## Start INFORMATION PROVIDED

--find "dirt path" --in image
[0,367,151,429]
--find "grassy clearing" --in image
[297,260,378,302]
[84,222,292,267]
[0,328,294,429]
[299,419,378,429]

## End INFORMATION PROVIDED

§ TASK:
Rewrite every row above in full, shifting each bounding-box coordinate in the answers by -28.

§ SOLUTION TO THIS TASK:
--find "dirt path" --in image
[-28,339,123,401]
--find "grassy clearing" --in image
[269,232,350,274]
[56,194,264,239]
[-28,300,266,401]
[271,391,350,401]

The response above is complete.